> Passage given:
“number nine, number nine, number nine…” The Beatles, 1968
Well, we’ve had snow three times so far this autumn here in NH, and it’s only a few days after Thanksgiving as I’m writing this! None of the snowfalls amounted to more than an inch or so, but they represent a harbinger of Old Man Winter’s plans for all of us flannel-wrapped Yankees. Thank goodness there’s a woodstove in our greatroom that heats the entire house – it’s a handy item for woodsy New England living, especially when snow and ice take out the powerlines in the dead of Winter. It’s an all too familiar happening here.
The last Sunday of the month consisted of a day that began before sunrise with a 125-mile drive to Devens, MA. After setting up my cases and lamps and walking the floor for a few moments, I returned to my spot, a highly visible table against the wall, and prepared to greet the dealers and collectors who would stop by.

> Problem 1:
Collect every line of the listing that contains the string "dark".
> Problem 2:
Carry on the New Hampshire snow passage from its last sentence.
The New Hampshire snow passage and the listing are unrelated to each other.

(Image point annotation listing)
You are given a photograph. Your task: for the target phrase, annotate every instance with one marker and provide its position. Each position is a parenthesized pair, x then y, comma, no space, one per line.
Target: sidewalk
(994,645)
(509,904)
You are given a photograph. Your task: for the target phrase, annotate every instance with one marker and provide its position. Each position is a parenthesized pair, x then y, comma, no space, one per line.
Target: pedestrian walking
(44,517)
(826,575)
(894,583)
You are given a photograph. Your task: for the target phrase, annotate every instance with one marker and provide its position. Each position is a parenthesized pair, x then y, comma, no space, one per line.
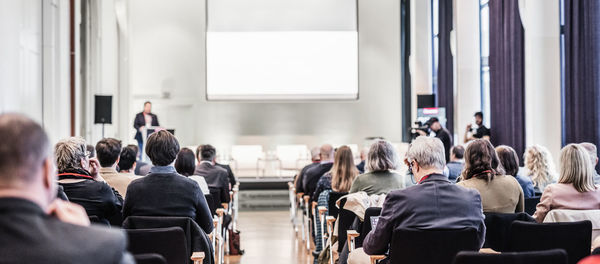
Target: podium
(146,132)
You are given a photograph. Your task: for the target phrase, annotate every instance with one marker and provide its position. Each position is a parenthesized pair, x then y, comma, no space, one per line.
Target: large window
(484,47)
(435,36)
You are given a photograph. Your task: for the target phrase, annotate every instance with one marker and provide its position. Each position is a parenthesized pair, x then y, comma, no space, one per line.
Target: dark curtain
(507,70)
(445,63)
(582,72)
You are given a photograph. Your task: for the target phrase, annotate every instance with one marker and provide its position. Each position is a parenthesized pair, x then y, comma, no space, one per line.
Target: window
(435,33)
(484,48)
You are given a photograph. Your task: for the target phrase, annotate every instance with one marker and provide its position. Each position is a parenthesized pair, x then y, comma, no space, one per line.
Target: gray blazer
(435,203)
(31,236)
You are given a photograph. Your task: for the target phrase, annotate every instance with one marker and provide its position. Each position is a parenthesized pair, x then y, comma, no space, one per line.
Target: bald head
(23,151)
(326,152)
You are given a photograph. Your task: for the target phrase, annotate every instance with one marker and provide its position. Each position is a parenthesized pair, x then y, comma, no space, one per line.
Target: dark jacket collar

> Final answer 1:
Target: dark curtain
Target: dark jacket collar

> Final answer 2:
It’s funny in a way, because I’ve always loved coins, but I’ve always loved exonumia too. These days, it seems, so many collectors and dealers alike stop by my table early to inquire “what’s new,” to which my usual response is “oh, you know me, things come and go, have a look.” This week my supply of exonumia practically flew out of my cases. Aside from an 1837 Bolivian 8 Soles in choice AU/BU with solid luster and exceptional eye appeal, very few actual coins were sold. I’m not complaining, mind you; it was a typical day in MA with the usual amount of business and chatter that generally accompanies the Devens show.
Our host in Devens, Ernie Botte, loves to have a good time at the show, held as it is the Sunday immediately after Thanksgiving every year. This year the U.S. Marines and old Santie Claus himself were there and dealers and visitors alike were encouraged to bring a new, unwrapped toy for the Toys For Tots program – it was a large haul of perhaps 100 or more toys all told! Best of all, the dealers who donated toys had their names entered in a drawing for three $50 Amazon gift cards – yours truly won one of them!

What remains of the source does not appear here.